◆ INSTRUCTION: Extract the lines verbatim, starting with the line that contains "Target: donkey's ear" and continuing through the end of the entries, with both ends included.

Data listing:
◆ ◆ ◆ ◆ ◆ ◆ ◆

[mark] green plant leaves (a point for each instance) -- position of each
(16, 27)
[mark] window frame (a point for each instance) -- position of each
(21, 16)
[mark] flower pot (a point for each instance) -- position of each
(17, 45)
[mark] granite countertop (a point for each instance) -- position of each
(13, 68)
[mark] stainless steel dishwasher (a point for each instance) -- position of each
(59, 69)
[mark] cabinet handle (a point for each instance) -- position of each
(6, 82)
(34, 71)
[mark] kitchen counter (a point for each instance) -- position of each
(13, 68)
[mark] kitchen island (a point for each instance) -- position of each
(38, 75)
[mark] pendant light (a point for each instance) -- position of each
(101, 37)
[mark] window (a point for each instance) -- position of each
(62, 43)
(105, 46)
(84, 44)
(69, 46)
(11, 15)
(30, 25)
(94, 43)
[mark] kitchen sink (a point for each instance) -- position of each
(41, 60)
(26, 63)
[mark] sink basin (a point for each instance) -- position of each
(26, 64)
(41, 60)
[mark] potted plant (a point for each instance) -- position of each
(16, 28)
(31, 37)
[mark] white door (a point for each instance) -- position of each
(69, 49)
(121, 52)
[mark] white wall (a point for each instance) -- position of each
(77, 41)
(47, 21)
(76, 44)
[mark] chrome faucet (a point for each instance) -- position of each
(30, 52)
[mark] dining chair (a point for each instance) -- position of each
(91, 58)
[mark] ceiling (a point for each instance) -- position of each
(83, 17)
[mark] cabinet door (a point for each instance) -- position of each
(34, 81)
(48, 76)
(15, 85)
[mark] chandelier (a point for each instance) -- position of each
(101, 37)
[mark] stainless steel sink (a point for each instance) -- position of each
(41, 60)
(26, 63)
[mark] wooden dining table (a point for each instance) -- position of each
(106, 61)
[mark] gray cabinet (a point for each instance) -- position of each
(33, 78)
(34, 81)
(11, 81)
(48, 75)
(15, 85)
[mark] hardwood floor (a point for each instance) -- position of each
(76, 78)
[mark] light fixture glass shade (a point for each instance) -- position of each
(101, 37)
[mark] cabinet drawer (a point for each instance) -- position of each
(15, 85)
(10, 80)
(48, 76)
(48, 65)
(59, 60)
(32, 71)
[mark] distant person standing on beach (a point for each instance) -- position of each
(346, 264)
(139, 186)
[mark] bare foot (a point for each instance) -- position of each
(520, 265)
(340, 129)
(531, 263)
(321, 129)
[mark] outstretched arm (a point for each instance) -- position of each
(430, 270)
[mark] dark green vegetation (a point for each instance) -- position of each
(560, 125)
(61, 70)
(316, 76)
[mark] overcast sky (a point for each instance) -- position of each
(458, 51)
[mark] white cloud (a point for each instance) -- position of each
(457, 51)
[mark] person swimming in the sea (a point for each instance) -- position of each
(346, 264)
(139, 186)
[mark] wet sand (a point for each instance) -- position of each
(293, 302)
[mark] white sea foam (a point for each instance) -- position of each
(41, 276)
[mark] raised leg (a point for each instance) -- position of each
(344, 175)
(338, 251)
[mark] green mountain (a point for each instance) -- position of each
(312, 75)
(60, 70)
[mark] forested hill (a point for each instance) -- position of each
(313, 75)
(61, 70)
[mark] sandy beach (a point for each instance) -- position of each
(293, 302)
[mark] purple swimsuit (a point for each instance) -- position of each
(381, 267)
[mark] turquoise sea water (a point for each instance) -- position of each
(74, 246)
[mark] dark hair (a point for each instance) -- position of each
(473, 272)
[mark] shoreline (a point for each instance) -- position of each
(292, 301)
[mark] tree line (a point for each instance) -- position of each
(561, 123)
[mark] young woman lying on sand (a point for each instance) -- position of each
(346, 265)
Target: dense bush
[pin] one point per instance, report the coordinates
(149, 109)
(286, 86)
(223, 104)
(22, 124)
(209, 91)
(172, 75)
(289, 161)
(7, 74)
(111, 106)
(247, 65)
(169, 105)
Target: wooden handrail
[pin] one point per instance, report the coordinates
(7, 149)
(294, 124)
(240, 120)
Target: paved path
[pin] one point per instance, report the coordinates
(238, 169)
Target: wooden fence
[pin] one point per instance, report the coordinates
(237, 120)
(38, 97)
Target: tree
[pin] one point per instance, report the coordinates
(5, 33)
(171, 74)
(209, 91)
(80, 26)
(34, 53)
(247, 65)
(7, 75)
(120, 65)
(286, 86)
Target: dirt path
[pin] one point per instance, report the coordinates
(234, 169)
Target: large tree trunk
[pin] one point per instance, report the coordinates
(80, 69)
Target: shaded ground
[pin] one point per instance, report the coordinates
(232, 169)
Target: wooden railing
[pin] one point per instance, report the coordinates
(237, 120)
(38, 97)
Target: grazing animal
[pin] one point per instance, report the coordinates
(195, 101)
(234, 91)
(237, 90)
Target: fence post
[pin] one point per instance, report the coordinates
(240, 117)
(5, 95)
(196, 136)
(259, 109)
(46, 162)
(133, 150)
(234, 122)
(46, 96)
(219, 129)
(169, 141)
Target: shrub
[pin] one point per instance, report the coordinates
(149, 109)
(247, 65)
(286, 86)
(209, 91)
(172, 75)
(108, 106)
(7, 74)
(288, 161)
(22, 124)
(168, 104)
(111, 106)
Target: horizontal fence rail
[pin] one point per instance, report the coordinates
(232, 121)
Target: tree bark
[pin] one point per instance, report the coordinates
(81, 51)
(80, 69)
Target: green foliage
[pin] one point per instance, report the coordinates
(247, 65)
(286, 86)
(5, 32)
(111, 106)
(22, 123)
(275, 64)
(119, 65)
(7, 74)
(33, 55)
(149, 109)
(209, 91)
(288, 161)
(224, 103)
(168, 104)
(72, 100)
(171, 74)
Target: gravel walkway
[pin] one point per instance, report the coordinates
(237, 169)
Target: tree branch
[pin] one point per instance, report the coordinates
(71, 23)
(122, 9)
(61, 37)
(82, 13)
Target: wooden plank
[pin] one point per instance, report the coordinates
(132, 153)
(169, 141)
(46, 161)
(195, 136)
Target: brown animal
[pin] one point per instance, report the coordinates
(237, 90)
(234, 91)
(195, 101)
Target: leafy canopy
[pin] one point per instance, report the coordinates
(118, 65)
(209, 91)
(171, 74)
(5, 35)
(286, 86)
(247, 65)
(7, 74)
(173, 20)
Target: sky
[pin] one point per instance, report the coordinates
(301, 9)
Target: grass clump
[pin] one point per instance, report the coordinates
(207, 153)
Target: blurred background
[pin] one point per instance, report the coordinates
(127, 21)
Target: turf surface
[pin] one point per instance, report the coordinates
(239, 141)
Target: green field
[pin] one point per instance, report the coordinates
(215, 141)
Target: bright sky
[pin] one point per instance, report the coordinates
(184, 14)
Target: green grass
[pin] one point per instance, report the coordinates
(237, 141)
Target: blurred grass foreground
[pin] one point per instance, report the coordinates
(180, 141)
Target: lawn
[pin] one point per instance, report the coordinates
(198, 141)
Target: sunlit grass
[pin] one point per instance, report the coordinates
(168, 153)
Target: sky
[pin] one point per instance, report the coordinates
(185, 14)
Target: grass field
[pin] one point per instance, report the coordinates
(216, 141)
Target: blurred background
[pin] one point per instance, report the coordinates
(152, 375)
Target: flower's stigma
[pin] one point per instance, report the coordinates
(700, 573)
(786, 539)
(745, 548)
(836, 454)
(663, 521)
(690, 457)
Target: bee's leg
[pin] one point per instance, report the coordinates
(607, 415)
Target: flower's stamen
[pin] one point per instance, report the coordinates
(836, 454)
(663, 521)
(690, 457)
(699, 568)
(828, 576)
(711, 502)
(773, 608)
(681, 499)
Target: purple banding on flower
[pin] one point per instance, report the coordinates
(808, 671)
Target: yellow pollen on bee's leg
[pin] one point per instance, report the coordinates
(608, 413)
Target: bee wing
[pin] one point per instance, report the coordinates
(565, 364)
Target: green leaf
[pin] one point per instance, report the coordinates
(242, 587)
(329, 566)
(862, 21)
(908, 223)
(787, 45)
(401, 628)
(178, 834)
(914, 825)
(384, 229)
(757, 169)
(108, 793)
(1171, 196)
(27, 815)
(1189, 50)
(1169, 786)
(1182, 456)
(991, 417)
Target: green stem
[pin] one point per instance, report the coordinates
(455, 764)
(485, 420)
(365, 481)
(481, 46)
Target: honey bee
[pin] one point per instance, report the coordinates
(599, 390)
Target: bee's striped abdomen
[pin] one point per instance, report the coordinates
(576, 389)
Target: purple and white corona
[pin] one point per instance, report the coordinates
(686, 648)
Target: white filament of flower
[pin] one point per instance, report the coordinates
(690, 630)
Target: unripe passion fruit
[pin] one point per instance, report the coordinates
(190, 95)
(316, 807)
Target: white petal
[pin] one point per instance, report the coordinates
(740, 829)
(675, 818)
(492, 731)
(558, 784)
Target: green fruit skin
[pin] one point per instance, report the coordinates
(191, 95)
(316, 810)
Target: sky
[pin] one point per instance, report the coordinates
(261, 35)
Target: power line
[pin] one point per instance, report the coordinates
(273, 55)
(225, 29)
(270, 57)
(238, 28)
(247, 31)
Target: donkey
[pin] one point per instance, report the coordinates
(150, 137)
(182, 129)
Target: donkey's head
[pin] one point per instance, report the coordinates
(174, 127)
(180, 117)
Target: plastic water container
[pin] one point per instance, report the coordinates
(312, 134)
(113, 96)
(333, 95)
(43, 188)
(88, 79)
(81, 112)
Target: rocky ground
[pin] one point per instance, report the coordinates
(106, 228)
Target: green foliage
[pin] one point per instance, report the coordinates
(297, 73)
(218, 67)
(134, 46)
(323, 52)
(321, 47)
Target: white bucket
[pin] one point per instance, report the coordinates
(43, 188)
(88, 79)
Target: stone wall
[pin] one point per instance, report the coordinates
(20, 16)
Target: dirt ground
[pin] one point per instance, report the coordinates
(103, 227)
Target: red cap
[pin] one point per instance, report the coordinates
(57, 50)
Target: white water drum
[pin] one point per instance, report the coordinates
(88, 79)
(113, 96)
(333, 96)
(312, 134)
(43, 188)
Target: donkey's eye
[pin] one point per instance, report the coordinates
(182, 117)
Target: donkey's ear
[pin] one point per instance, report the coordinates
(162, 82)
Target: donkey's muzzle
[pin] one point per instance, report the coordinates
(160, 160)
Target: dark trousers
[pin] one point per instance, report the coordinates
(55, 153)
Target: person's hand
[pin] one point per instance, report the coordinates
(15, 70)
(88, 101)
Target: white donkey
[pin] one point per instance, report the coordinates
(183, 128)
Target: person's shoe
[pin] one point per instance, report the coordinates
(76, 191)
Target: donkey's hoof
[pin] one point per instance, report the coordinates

◆ ◆ ◆ ◆ ◆ ◆ ◆

◆ EXERCISE ANSWER:
Target: donkey's ear
[pin] one point per instance, report the coordinates
(162, 82)
Target: donkey's muzzle
[pin] one point per instance, report the coordinates
(160, 160)
Target: dark trousers
[pin] one point per instance, report the coordinates
(55, 153)
Target: person's hand
[pin] one point per instance, report the coordinates
(15, 70)
(88, 101)
Target: white donkey
[pin] one point per instance, report the coordinates
(183, 128)
Target: person's shoe
[pin] one point per instance, report the coordinates
(76, 191)
Target: donkey's hoof
[pin] one point per instance, report the coordinates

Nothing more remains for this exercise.